** Begin SOURCE MATERIAL **
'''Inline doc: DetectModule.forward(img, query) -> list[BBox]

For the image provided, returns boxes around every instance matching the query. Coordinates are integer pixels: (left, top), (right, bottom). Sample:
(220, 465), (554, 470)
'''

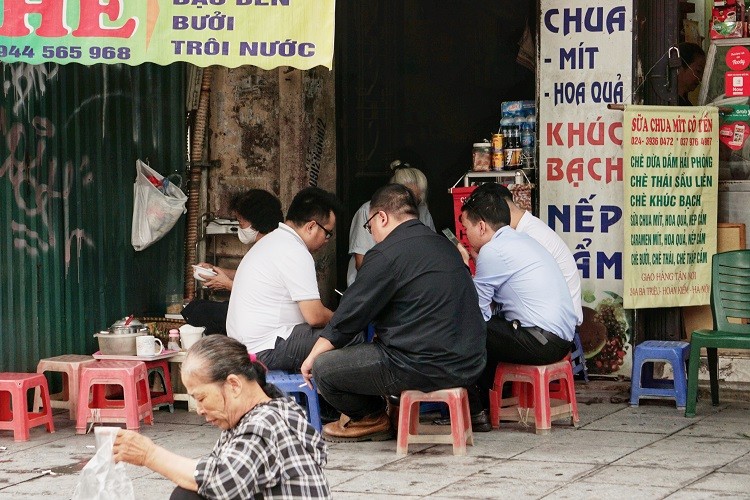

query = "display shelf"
(463, 168), (534, 187)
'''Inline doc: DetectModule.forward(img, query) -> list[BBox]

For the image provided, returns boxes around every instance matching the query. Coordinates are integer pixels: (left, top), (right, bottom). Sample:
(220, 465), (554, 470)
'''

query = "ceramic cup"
(94, 426), (120, 451)
(135, 335), (164, 356)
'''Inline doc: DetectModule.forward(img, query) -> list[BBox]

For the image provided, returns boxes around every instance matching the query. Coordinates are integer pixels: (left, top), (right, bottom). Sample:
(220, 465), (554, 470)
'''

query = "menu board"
(624, 106), (719, 308)
(537, 0), (633, 375)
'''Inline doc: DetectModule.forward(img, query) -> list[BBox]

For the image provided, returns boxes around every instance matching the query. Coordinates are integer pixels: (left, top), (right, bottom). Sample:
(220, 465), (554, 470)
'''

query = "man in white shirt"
(493, 184), (583, 325)
(227, 187), (341, 371)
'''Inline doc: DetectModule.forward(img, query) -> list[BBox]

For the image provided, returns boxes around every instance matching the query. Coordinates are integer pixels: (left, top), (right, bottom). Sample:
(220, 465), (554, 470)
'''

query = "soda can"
(505, 148), (521, 170)
(492, 149), (505, 170)
(492, 134), (504, 151)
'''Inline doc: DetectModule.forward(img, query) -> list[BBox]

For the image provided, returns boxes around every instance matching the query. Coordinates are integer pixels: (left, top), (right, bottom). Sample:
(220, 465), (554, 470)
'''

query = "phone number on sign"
(0, 45), (130, 60)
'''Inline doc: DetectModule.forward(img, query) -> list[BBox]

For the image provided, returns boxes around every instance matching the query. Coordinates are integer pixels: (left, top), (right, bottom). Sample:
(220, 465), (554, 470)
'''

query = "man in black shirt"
(302, 184), (487, 442)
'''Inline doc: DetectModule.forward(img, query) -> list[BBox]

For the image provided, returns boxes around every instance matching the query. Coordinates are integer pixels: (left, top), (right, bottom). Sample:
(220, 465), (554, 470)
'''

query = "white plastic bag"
(72, 428), (135, 500)
(131, 160), (187, 251)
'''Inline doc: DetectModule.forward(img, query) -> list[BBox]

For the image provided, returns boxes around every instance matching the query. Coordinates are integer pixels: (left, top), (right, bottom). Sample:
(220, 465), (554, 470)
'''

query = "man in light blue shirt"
(460, 185), (576, 368)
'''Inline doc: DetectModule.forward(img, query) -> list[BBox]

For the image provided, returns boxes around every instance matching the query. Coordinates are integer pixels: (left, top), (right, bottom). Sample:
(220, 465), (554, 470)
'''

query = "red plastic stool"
(34, 354), (96, 420)
(396, 388), (474, 455)
(76, 360), (154, 434)
(490, 356), (579, 434)
(0, 372), (55, 441)
(145, 359), (174, 413)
** End SOURCE MATERIAL **
**WHAT TO PRODUCE**
Convert every line of the entries above into a numbered list, skipping blank lines. Leave the picture out of the list.

**TASK RESULT**
1. '''Inline doc: DetectModule.forward(img, query) -> list[BBox]
2. For the image provided, returns boxes around every instance matching the query. Coordinates are integer pixels: (left, top), (right, bottom). Sample:
3. (220, 465), (554, 470)
4. '''
5. query = "display shelf"
6. (463, 168), (534, 187)
7. '''Inline doc: DetectModule.forward(img, query) -> list[BBox]
8. For the image provided, returns boxes around every instance matching the query. Coordinates are integer pixels: (left, top), (right, bottom). Sample:
9. (220, 465), (554, 470)
10. '''
11. query = "ceramic cup"
12. (94, 426), (120, 451)
13. (135, 335), (164, 356)
14. '''Inline doc: DetectModule.forward(img, query) -> list[BBox]
15. For the image provided, returns boxes around every instance matching the query. Coordinates are integer pixels: (left, top), (right, bottom). Sample:
16. (220, 465), (554, 470)
17. '''
18. query = "menu board"
19. (624, 106), (719, 308)
20. (537, 0), (633, 375)
21. '''Inline doc: DetectModule.forward(img, query) -> list[BBox]
22. For the image provided, returns boxes around every instance matching the query. Coordinates are integer pixels: (left, top), (right, bottom). Sample:
23. (220, 465), (554, 470)
24. '''
25. query = "man in white shirt"
26. (493, 184), (583, 325)
27. (227, 187), (341, 371)
28. '''Inline doc: DetectModule.forward(img, query) -> list[BBox]
29. For the image provided, returns boxes around every instance matching the query. Coordinates are integer pixels: (left, top), (right, bottom). Sample:
30. (220, 465), (554, 470)
31. '''
32. query = "soda can"
33. (505, 148), (521, 170)
34. (492, 149), (505, 170)
35. (492, 134), (504, 151)
36. '''Inline doc: DetectModule.forward(img, query) -> list[BBox]
37. For the image provided, returns boxes around every instance matching the query. Coordinates are integer pixels: (left, top), (right, bottom). Sample:
38. (220, 465), (554, 470)
39. '''
40. query = "phone number on sign"
41. (0, 45), (130, 60)
42. '''Inline doc: DetectModule.forward(img, query) -> list[BBox]
43. For the image provided, returns boxes around every instance matching the query. Coordinates are integer pixels: (left, top), (right, bottom). Sample:
44. (220, 465), (554, 470)
45. '''
46. query = "man in black shirt"
47. (302, 184), (487, 442)
48. '''Inline doc: DetectModule.forward(img, query) -> list[BBox]
49. For the image provided, returns boxes around every instance matching the query. Coordinates are integer pixels: (left, top), (right, bottom). Sample:
50. (220, 465), (554, 470)
51. '''
52. query = "white plastic bag"
53. (72, 428), (135, 500)
54. (131, 160), (187, 251)
55. '''Inline doc: DetectModule.forward(img, query) -> list[BBox]
56. For the image provided, returns boxes around every instance matching the query. Coordinates are integer pixels: (left, top), (right, bottom). Sample:
57. (220, 465), (554, 470)
58. '''
59. query = "man in light blue shirt"
60. (460, 185), (576, 368)
61. '''Inline doc: DetectModule.forward(img, query) -> list[BBox]
62. For the image provided, returns boxes around every instance matching the query. Coordinates are integer pixels: (left, top), (right, bottom). Sample:
63. (220, 465), (554, 470)
64. '''
65. query = "red plastic stool"
66. (34, 354), (96, 420)
67. (396, 388), (474, 455)
68. (76, 360), (154, 434)
69. (490, 356), (579, 434)
70. (0, 372), (55, 441)
71. (145, 359), (174, 413)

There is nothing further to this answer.